Information given:
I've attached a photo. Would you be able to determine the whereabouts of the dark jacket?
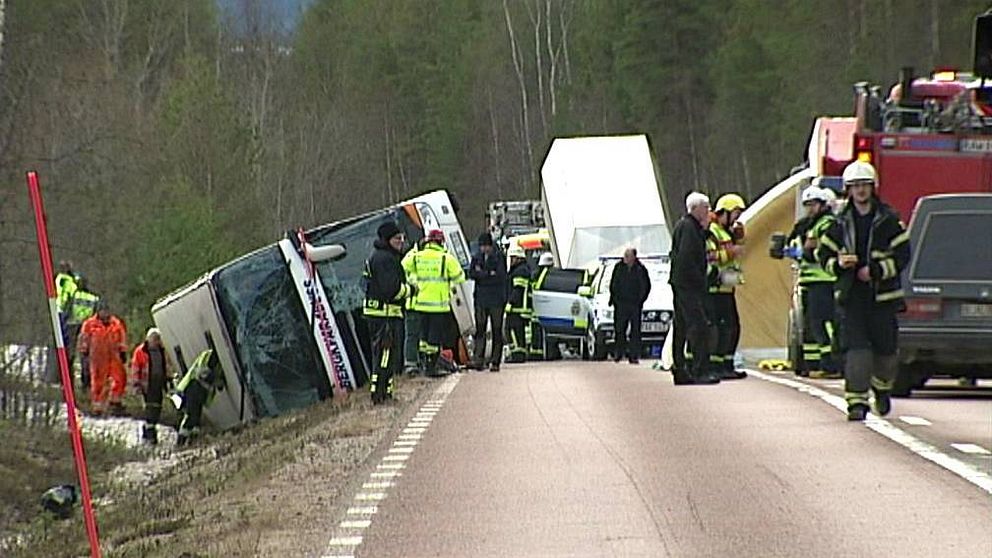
[668,214,706,294]
[610,260,651,308]
[365,239,409,312]
[468,248,507,308]
[506,260,530,314]
[816,199,910,309]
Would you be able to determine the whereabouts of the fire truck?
[788,13,992,380]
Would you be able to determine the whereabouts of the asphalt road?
[323,361,992,557]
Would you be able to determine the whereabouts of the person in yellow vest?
[402,229,465,376]
[506,246,531,363]
[529,252,561,360]
[706,194,747,380]
[65,275,100,389]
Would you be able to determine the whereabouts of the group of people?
[669,192,747,385]
[55,261,219,444]
[670,161,910,421]
[362,222,561,404]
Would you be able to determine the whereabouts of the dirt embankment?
[11,378,432,558]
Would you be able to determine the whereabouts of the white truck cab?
[580,256,675,360]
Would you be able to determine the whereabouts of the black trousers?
[144,373,166,425]
[475,305,505,364]
[179,380,210,436]
[710,293,741,371]
[366,317,403,401]
[672,287,710,378]
[506,312,528,362]
[613,304,641,360]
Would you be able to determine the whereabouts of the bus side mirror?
[303,242,348,262]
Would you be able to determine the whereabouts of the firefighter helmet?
[843,161,878,187]
[716,194,747,212]
[427,229,444,244]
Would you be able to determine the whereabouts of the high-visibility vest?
[706,221,741,293]
[403,242,465,313]
[66,289,100,325]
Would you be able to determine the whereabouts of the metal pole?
[27,171,100,558]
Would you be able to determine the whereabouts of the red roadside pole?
[27,171,100,558]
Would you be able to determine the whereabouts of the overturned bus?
[152,191,474,429]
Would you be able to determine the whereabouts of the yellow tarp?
[737,171,809,349]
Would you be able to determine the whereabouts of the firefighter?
[362,222,417,405]
[131,327,172,445]
[176,349,225,446]
[816,161,910,421]
[669,192,720,385]
[790,186,843,379]
[79,300,128,416]
[528,252,561,360]
[403,239,427,376]
[66,275,100,389]
[506,246,531,363]
[402,229,465,376]
[707,194,747,380]
[469,232,506,372]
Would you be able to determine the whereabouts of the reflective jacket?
[706,219,741,293]
[55,273,79,312]
[403,242,465,314]
[506,260,531,316]
[362,240,412,318]
[66,289,100,325]
[816,198,910,309]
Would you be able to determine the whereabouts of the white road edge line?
[748,370,992,495]
[951,443,992,455]
[324,374,462,558]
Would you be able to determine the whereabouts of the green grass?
[0,379,431,558]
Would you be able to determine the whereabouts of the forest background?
[0,0,990,344]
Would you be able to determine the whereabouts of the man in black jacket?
[468,233,507,372]
[610,248,651,364]
[816,161,912,421]
[362,222,416,405]
[668,192,720,385]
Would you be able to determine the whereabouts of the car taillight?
[906,298,943,320]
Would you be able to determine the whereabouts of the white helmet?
[844,161,878,186]
[799,186,830,205]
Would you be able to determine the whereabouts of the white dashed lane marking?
[324,374,461,558]
[951,444,992,455]
[899,416,933,426]
[748,370,992,494]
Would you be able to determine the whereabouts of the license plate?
[961,304,992,318]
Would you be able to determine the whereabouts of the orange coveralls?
[79,315,128,412]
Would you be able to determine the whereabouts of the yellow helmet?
[715,194,747,212]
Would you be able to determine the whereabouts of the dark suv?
[894,194,992,395]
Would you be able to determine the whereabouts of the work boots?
[141,424,158,446]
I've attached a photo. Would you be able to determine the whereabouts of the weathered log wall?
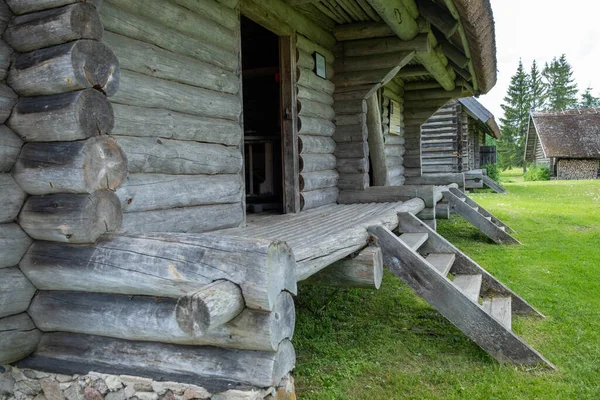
[99,0,245,232]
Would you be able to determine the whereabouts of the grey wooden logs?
[3,3,104,53]
[0,224,32,269]
[20,233,296,310]
[0,267,36,318]
[7,89,115,142]
[0,174,26,223]
[304,246,383,289]
[13,136,127,195]
[8,40,120,96]
[116,174,244,213]
[21,333,296,392]
[117,137,242,175]
[0,125,23,172]
[175,280,245,335]
[0,313,42,365]
[6,0,102,15]
[18,190,123,243]
[28,291,295,351]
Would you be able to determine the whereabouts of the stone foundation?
[0,366,296,400]
[556,160,598,180]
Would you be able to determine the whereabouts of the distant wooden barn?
[421,97,500,174]
[525,108,600,179]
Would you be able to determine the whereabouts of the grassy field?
[294,171,600,400]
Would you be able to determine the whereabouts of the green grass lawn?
[294,171,600,400]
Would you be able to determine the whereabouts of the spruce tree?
[579,87,600,108]
[529,60,547,111]
[542,54,579,110]
[498,60,531,170]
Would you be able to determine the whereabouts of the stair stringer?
[398,213,545,318]
[442,191,521,244]
[448,187,517,233]
[369,226,555,369]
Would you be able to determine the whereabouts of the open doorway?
[242,17,284,212]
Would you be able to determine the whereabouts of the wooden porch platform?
[219,198,425,281]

Instructions to follow:
Starting at the line that contains "the dark suv?" and stopping after the line that contains "[141,424,158,446]", give those rows again, switching "work boots" to "rubber boots" and leaving everything else unchanged.

Response to this task:
Would you be able to determine the whereabouts of the dark suv?
[894,194,992,395]
Would you be able to determine the whereabouts of the rubber boots?
[141,424,158,446]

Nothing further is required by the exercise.